Goal:
Below are some entries. Output each one exactly as it appears.

** BEGIN Records for this exercise **

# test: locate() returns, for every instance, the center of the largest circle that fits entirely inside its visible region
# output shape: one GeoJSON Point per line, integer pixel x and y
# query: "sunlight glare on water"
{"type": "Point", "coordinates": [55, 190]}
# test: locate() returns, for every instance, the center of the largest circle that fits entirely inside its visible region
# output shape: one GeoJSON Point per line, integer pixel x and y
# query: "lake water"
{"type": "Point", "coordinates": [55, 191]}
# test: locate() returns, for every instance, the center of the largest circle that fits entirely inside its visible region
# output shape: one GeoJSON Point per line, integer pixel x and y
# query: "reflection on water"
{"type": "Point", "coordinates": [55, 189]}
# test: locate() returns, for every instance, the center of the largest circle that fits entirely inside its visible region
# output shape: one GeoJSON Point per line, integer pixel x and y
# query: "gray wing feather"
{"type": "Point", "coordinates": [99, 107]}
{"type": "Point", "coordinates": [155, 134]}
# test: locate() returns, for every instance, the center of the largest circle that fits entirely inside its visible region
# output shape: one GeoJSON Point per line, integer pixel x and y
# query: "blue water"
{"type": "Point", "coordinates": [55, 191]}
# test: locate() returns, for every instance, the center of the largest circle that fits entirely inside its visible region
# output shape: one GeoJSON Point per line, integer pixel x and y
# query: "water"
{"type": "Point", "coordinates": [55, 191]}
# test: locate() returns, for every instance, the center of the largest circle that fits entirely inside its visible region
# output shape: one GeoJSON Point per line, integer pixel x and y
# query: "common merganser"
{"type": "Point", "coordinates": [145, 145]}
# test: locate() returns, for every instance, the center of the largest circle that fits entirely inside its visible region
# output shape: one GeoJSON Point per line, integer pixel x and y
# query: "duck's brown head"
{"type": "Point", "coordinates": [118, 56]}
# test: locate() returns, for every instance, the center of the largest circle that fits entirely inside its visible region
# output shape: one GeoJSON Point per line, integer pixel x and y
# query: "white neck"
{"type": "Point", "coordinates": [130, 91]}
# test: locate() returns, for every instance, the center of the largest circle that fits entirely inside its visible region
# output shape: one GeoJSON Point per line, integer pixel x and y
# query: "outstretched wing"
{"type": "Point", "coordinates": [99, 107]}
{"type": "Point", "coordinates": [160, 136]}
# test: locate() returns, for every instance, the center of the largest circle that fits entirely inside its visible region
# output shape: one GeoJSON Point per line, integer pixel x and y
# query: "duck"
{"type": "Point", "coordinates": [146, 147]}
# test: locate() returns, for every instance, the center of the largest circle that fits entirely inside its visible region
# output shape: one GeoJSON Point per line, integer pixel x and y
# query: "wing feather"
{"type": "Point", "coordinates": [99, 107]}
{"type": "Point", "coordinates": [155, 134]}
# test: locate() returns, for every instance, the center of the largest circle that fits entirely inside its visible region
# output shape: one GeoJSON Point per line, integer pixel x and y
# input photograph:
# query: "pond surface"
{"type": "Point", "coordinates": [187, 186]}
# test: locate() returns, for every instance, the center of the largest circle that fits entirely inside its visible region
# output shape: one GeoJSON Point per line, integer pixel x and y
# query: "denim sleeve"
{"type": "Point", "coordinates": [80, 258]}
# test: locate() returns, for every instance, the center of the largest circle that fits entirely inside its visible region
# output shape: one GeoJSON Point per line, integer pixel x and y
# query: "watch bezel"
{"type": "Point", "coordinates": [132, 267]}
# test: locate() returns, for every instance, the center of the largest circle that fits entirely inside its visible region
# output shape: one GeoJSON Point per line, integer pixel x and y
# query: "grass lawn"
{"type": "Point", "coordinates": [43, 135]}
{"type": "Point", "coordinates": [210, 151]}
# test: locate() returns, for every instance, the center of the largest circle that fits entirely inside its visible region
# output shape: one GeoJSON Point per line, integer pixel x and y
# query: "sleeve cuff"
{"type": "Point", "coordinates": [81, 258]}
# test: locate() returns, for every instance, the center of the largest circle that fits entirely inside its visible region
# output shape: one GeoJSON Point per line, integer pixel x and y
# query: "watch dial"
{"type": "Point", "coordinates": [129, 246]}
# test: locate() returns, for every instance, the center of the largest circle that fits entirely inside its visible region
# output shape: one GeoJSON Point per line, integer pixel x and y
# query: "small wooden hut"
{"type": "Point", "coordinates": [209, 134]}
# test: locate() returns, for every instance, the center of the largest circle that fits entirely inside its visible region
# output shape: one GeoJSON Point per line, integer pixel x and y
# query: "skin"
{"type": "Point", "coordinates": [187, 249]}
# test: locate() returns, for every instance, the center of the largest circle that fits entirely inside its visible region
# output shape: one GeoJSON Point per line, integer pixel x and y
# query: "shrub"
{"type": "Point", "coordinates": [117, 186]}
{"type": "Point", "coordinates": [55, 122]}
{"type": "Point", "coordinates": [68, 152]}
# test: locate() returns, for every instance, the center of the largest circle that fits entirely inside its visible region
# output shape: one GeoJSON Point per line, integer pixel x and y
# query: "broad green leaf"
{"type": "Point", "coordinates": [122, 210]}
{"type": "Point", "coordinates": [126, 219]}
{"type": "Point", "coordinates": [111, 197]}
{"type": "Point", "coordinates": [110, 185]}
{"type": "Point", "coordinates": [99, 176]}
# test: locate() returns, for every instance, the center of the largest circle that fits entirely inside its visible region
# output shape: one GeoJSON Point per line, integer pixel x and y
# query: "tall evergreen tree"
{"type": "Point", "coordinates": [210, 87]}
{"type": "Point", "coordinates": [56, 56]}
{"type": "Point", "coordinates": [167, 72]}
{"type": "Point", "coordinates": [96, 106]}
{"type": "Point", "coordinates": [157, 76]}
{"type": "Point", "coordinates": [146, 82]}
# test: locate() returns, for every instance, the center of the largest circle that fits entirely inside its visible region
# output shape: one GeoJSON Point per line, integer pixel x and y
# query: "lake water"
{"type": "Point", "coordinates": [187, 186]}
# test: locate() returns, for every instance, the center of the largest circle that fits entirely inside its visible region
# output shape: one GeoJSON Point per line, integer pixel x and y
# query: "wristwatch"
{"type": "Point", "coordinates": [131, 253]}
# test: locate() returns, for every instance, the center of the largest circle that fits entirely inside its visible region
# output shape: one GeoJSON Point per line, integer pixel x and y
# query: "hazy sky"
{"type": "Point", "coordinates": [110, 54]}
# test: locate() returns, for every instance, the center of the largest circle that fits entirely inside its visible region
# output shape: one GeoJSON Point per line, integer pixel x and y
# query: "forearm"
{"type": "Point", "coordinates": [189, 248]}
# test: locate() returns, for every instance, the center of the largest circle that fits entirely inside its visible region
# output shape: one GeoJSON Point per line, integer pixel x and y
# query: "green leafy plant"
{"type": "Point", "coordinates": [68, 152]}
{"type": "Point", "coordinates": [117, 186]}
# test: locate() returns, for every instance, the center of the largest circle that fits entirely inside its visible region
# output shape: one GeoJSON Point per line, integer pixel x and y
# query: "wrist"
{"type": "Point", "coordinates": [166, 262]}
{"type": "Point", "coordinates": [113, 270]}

** END Records for this exercise **

Correct output:
# test: locate() returns, for every instance, the center of the largest circle that fits entirely inside its visible region
# output shape: one GeoJSON Point per line, integer pixel x and y
# query: "sunlight glare on water"
{"type": "Point", "coordinates": [55, 190]}
# test: locate() returns, for every instance, the center of the largest circle that fits entirely inside its visible region
# output shape: one GeoJSON Point per line, integer pixel x and y
# query: "lake water"
{"type": "Point", "coordinates": [55, 191]}
# test: locate() returns, for every instance, the center of the largest circle that fits entirely inside its visible region
# output shape: one GeoJSON Point per line, integer pixel x and y
# query: "reflection on water"
{"type": "Point", "coordinates": [55, 189]}
# test: locate() returns, for every instance, the center of the largest circle that fits entirely inside its visible region
# output shape: one GeoJSON Point per line, integer pixel x and y
# query: "gray wing feather"
{"type": "Point", "coordinates": [99, 107]}
{"type": "Point", "coordinates": [155, 134]}
# test: locate() returns, for every instance, the center of the largest circle that fits entirely inside its visible region
# output shape: one GeoJSON Point per line, integer pixel x and y
# query: "blue water"
{"type": "Point", "coordinates": [55, 191]}
# test: locate() returns, for every instance, the center of the largest circle that fits entirely inside its visible region
# output shape: one GeoJSON Point per line, integer pixel x and y
# query: "water"
{"type": "Point", "coordinates": [55, 191]}
# test: locate() returns, for every instance, the center of the largest circle that fits entirely inside its visible region
# output shape: one GeoJSON Point per line, integer pixel x and y
# query: "common merganser"
{"type": "Point", "coordinates": [145, 145]}
# test: locate() returns, for every instance, the center of the largest circle that fits entirely inside its visible region
# output shape: one GeoJSON Point per line, integer pixel x and y
# query: "duck's brown head"
{"type": "Point", "coordinates": [118, 56]}
# test: locate() returns, for every instance, the center of the largest circle that fits entirely inside its visible region
# output shape: one GeoJSON Point per line, integer pixel x and y
# query: "white neck"
{"type": "Point", "coordinates": [130, 91]}
# test: locate() returns, for every instance, the center of the largest circle that fits entirely inside its visible region
# output shape: one GeoJSON Point per line, integer pixel x and y
# query: "outstretched wing"
{"type": "Point", "coordinates": [99, 107]}
{"type": "Point", "coordinates": [160, 136]}
# test: locate() returns, for every instance, the center of the largest circle that fits entirely inside its visible region
# output shape: one GeoJSON Point per line, integer pixel x and y
# query: "duck"
{"type": "Point", "coordinates": [146, 147]}
# test: locate() returns, for every instance, the center of the largest circle that fits entirely inside its visible region
# output shape: one GeoJSON Point per line, integer pixel x and y
# query: "wing feather"
{"type": "Point", "coordinates": [99, 107]}
{"type": "Point", "coordinates": [155, 134]}
# test: locate() returns, for every instance, the center of the largest circle that fits entirely inside its visible region
# output shape: one GeoJSON Point per line, integer pixel x and y
# input photograph:
# query: "pond surface"
{"type": "Point", "coordinates": [187, 186]}
# test: locate() returns, for every instance, the center of the largest circle that fits entirely inside its visible region
# output shape: one GeoJSON Point per line, integer pixel x and y
# query: "denim sleeve"
{"type": "Point", "coordinates": [80, 258]}
# test: locate() returns, for every instance, the center of the largest circle that fits entirely inside its visible region
# output shape: one GeoJSON Point per line, integer pixel x and y
# query: "watch bezel"
{"type": "Point", "coordinates": [132, 267]}
# test: locate() returns, for every instance, the center of the largest circle that fits entirely inside its visible region
# output shape: one GeoJSON Point per line, integer pixel x and y
# query: "grass lawn"
{"type": "Point", "coordinates": [43, 135]}
{"type": "Point", "coordinates": [210, 151]}
# test: locate() returns, for every instance, the center of the largest circle that fits entirely inside its visible region
# output shape: one GeoJSON Point per line, integer pixel x and y
# query: "sleeve cuff"
{"type": "Point", "coordinates": [81, 258]}
# test: locate() returns, for every instance, the center of the largest circle that fits entirely inside its visible region
# output shape: one GeoJSON Point per line, integer pixel x and y
# query: "watch dial"
{"type": "Point", "coordinates": [129, 246]}
# test: locate() returns, for every instance, the center of the largest circle that fits entirely inside its visible region
# output shape: one GeoJSON Point per line, integer pixel x and y
# query: "small wooden hut"
{"type": "Point", "coordinates": [209, 134]}
# test: locate() returns, for every instance, the center of the largest circle that fits entirely inside its visible region
# output shape: one GeoJSON Point per line, integer pixel x and y
# query: "skin"
{"type": "Point", "coordinates": [187, 249]}
# test: locate() returns, for every instance, the center of the largest circle that fits entirely inside its visible region
# output shape: one GeoJSON Point per line, integer pixel x and y
# query: "shrub"
{"type": "Point", "coordinates": [117, 186]}
{"type": "Point", "coordinates": [55, 122]}
{"type": "Point", "coordinates": [68, 152]}
# test: locate() returns, for every instance, the center of the largest circle that fits entirely inside its visible region
# output shape: one GeoJSON Point per line, integer pixel x and y
# query: "broad green leaf"
{"type": "Point", "coordinates": [122, 210]}
{"type": "Point", "coordinates": [126, 219]}
{"type": "Point", "coordinates": [111, 197]}
{"type": "Point", "coordinates": [110, 185]}
{"type": "Point", "coordinates": [99, 176]}
# test: locate() returns, for every instance, the center of the largest circle that fits entirely inside its visible region
# output shape: one GeoJSON Point per line, integer pixel x and y
# query: "tall evergreen tree"
{"type": "Point", "coordinates": [210, 87]}
{"type": "Point", "coordinates": [56, 56]}
{"type": "Point", "coordinates": [167, 72]}
{"type": "Point", "coordinates": [96, 106]}
{"type": "Point", "coordinates": [157, 76]}
{"type": "Point", "coordinates": [146, 82]}
# test: locate() returns, for every instance, the center of the largest circle that fits entirely inside its visible region
# output shape: one GeoJSON Point per line, integer pixel x and y
# query: "lake water"
{"type": "Point", "coordinates": [187, 186]}
# test: locate() returns, for every instance, the center of the largest circle that fits entirely inside its visible region
# output shape: one GeoJSON Point per line, integer pixel x and y
# query: "wristwatch"
{"type": "Point", "coordinates": [131, 253]}
# test: locate() returns, for every instance, the center of the largest circle that fits entirely inside its visible region
# output shape: one GeoJSON Point per line, integer pixel x and y
# query: "hazy sky"
{"type": "Point", "coordinates": [110, 54]}
# test: locate() returns, for every instance, the center of the largest circle that fits entirely inside its visible region
# output shape: one GeoJSON Point per line, integer pixel x and y
# query: "forearm"
{"type": "Point", "coordinates": [189, 248]}
# test: locate() returns, for every instance, the center of the largest circle that fits entirely inside its visible region
# output shape: one GeoJSON Point per line, integer pixel x and y
# query: "green leafy plant"
{"type": "Point", "coordinates": [68, 152]}
{"type": "Point", "coordinates": [117, 186]}
# test: locate() returns, for every instance, the center of the largest circle that fits entirely inside its visible region
# output shape: one GeoJSON Point per line, integer pixel x and y
# query: "wrist"
{"type": "Point", "coordinates": [166, 262]}
{"type": "Point", "coordinates": [113, 270]}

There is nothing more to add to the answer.